-- start --
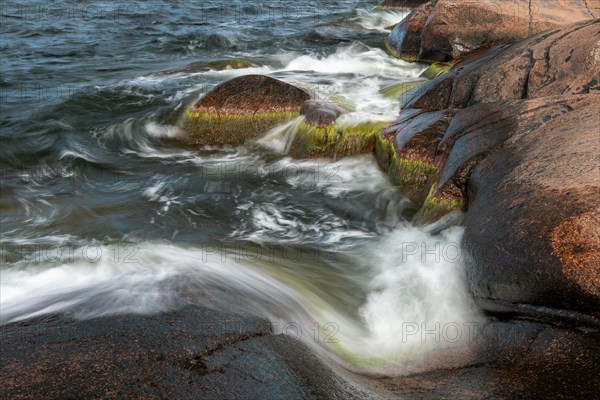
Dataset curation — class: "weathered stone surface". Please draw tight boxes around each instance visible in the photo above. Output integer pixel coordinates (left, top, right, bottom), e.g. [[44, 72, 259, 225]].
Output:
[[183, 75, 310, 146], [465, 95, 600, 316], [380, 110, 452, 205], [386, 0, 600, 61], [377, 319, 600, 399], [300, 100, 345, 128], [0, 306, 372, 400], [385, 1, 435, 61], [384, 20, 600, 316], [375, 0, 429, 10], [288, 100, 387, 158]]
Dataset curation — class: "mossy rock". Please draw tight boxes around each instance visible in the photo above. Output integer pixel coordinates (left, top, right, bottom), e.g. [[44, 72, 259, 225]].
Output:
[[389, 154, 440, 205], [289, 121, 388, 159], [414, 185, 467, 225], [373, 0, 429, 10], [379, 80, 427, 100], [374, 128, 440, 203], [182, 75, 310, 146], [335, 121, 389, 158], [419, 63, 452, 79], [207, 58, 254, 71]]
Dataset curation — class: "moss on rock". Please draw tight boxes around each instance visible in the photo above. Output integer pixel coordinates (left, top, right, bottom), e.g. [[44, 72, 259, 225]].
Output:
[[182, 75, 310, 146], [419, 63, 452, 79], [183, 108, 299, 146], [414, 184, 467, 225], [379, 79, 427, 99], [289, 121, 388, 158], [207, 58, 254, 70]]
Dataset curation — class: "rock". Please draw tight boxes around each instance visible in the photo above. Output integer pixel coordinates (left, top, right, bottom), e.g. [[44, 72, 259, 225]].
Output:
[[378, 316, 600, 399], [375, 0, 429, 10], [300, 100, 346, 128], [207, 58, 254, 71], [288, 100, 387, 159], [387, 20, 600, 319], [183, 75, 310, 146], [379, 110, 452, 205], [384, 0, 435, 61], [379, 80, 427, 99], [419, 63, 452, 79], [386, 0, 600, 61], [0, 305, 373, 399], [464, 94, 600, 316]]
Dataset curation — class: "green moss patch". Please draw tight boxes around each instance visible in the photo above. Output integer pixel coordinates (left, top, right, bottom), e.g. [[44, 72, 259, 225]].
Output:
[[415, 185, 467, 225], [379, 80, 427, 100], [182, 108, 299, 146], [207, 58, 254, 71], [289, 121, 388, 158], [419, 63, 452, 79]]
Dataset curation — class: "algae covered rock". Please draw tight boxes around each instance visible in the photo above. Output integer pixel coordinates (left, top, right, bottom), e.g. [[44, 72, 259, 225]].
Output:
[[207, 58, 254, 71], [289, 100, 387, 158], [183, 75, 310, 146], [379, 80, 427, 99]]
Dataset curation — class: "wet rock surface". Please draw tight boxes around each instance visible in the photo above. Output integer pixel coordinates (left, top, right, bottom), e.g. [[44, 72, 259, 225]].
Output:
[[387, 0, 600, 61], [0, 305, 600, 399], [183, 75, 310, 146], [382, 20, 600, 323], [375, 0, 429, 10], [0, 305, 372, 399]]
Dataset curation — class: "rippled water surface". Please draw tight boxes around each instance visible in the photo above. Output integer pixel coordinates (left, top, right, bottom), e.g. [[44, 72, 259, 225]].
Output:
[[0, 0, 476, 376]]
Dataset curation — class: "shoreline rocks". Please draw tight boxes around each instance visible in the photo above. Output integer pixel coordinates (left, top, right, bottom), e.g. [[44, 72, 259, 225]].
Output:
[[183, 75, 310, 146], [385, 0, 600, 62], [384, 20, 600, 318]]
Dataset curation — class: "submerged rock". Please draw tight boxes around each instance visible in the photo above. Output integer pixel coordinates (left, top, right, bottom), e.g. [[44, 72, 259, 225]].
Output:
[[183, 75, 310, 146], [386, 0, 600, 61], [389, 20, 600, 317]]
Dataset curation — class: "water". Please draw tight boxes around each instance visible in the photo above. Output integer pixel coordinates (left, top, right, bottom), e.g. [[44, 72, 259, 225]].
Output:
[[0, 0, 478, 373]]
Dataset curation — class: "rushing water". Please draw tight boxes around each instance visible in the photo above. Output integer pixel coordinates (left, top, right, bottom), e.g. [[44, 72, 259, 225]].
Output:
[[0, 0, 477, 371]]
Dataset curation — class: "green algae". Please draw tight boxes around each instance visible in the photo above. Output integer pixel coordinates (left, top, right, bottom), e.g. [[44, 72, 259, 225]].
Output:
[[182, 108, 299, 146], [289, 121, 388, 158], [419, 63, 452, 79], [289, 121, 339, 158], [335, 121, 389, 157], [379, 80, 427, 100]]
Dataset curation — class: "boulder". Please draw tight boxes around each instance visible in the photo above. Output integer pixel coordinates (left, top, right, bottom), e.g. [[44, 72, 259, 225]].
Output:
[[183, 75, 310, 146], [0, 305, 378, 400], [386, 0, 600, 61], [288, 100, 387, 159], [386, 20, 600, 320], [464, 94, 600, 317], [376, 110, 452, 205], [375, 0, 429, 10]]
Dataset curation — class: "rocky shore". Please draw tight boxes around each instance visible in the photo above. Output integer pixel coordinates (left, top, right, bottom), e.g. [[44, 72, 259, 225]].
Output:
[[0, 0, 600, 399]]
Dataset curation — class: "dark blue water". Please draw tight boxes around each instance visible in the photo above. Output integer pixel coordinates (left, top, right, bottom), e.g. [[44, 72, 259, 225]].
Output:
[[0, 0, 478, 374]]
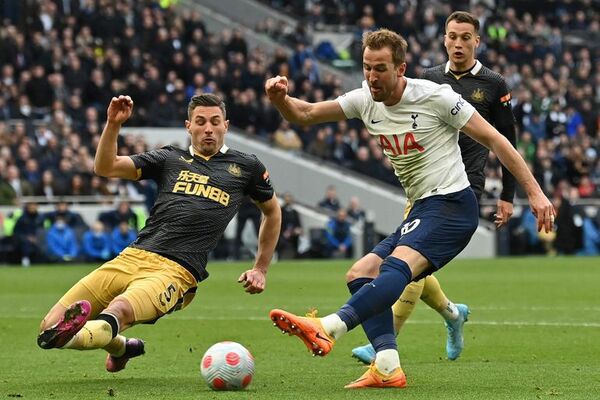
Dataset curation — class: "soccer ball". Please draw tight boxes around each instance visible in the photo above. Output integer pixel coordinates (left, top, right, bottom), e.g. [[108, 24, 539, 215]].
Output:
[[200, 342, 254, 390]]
-- end --
Rewrite every one of the rows above with "tight boxes" changed to "close-fitting boxes" and nothing else altered. Leave the pictures out.

Dataset curation — class: "weathered stone surface". Please draw close-fitting boxes around each instance visible in the photo above. Output integer pixel coordinates (left, top, right, bottom), e.g. [[44, 72, 259, 225]].
Output:
[[183, 75, 310, 146], [465, 95, 600, 316], [380, 110, 452, 205], [386, 0, 600, 61], [377, 319, 600, 399], [300, 100, 345, 128], [0, 306, 372, 400], [385, 1, 435, 61], [384, 20, 600, 316], [375, 0, 429, 10], [288, 100, 387, 158]]
Dataset curation — class: "mossy rock". Please draw close-fitting boxes around each instance visible in the photo above. Output integer pixel coordinates (left, top, right, bottom), e.g. [[44, 72, 259, 225]].
Output:
[[389, 154, 440, 205], [289, 121, 388, 159], [414, 185, 467, 225], [373, 0, 429, 10], [379, 80, 427, 100], [374, 128, 440, 203], [182, 75, 310, 146], [335, 121, 389, 158], [419, 63, 452, 79], [207, 58, 254, 71]]
Dataset curation — class: "moss on rock". Please draw close-fitting boxes around each instance visible in the photo above. Output integer pixel coordinates (left, top, right, bottom), e.g. [[44, 72, 259, 225]].
Output:
[[182, 75, 310, 146], [419, 63, 452, 79], [183, 108, 299, 146], [414, 184, 467, 225], [379, 79, 427, 99], [289, 121, 388, 158], [207, 58, 254, 70]]
Dataset curation — class: "rock". Please draw close-fitting boxes around each instance visible in the photo above. Output integer pixel coordinates (left, top, right, bottom), e.g. [[44, 72, 259, 225]].
Output:
[[378, 316, 600, 399], [375, 0, 429, 10], [300, 100, 346, 128], [207, 58, 254, 71], [288, 100, 387, 159], [387, 20, 600, 319], [183, 75, 310, 146], [379, 110, 452, 205], [384, 0, 435, 61], [379, 80, 427, 99], [419, 63, 452, 79], [386, 0, 600, 61], [0, 305, 373, 399], [464, 94, 600, 316]]
Dataset curation — class: "green moss patch". Please draw close-fitting boxes around each instance visible in the photo above. Output integer pixel coordinates (left, top, right, bottom), e.g. [[44, 72, 259, 225]].
Output:
[[415, 185, 467, 225], [379, 80, 427, 100], [182, 108, 299, 146], [207, 58, 254, 71], [289, 121, 388, 158], [419, 63, 452, 79]]
Dataset curation — class: "algae covered rock". Please draw close-fitting boxes around each instance visible in the photo above. Output integer pixel coordinates (left, top, right, bottom), e.g. [[44, 72, 259, 225]].
Output:
[[207, 58, 254, 71], [289, 100, 387, 158], [183, 75, 310, 146], [379, 80, 427, 99]]
Dataset curation — class: "wet rock surface". Please draw close-fitting boxes around each instance visible in the photo above. Output integer pixel coordinates (left, top, right, bottom), e.g. [[44, 72, 259, 225]].
Output:
[[387, 0, 600, 61], [0, 305, 600, 399], [183, 75, 310, 146], [382, 20, 600, 323], [375, 0, 429, 10], [0, 305, 372, 399]]
Dataset curation — class: "rippled water surface". Please draw close-fitting boxes around each instance visible in the photo above. Output integer pixel coordinates (left, top, right, bottom), e.g. [[44, 72, 259, 225]].
Output:
[[0, 0, 476, 376]]
Dataset curation — class: "shoreline rocks". Please draw close-fitting boxes around each instance visible in the photo above. Output integer pixel coordinates (left, top, right, bottom), e.g. [[44, 72, 259, 225]].
Output:
[[183, 75, 310, 146], [385, 0, 600, 62], [384, 20, 600, 318]]
Dataset curation — class: "submerged rock". Please draw close-fitting boxes around each instance visible in the photo above. Output integer pixel coordinates (left, top, right, bottom), e.g. [[44, 72, 259, 225]].
Output:
[[183, 75, 310, 146], [386, 0, 600, 61], [389, 20, 600, 317]]
Dataset curation — class: "water". Please draw close-fitting boxes around each instance visible in the photo above. Output integer pixel coordinates (left, top, right, bottom), e.g. [[44, 72, 259, 225]].
Output:
[[0, 0, 478, 373]]
Dataset curation — class: "rushing water". Please draw close-fitting boxes around each instance visible in the photo above. Output integer pixel coordinates (left, top, right, bottom), e.g. [[44, 72, 259, 225]].
Output:
[[0, 0, 477, 371]]
Dataset curation — class: "green algae". Please draw close-fitting boxes around each instance visible in the photo above. Output integer pixel coordinates (left, top, right, bottom), e.g. [[44, 72, 259, 225]].
Output:
[[182, 108, 299, 146], [289, 121, 388, 158], [419, 63, 452, 79], [289, 121, 339, 158], [335, 121, 389, 157], [379, 80, 427, 100]]
Dataset curation — class: "boulder". Please draw close-fitting boxes around each instance visible in the photo above. Output integer pixel coordinates (left, top, right, bottom), e.g. [[44, 72, 259, 225]].
Output:
[[183, 75, 310, 146], [0, 305, 378, 400], [386, 0, 600, 61], [288, 100, 387, 159], [386, 20, 600, 320], [464, 94, 600, 317], [376, 110, 452, 205], [375, 0, 429, 10]]
Dataset curation — class: "rocky shore". Please draw close-fitting boxes around each instance visible in the photo above. Output integer pixel coordinates (left, top, right, bottom), e.g. [[44, 72, 259, 225]].
Output:
[[0, 0, 600, 399]]
Dataset curation — class: "dark blue water". Please draw close-fitting boxes around each instance visible in the photo above. Output integer pixel coordinates (left, top, right, bottom), e.g. [[44, 72, 259, 225]].
Output:
[[0, 0, 478, 374]]
Dataset curation — class: "soccer ball". Please draw close-fitting boxes around each instance visible in the photo above. Output integer pixel coordinates (left, top, right, bottom), e.g. [[108, 24, 539, 215]].
Output:
[[200, 342, 254, 390]]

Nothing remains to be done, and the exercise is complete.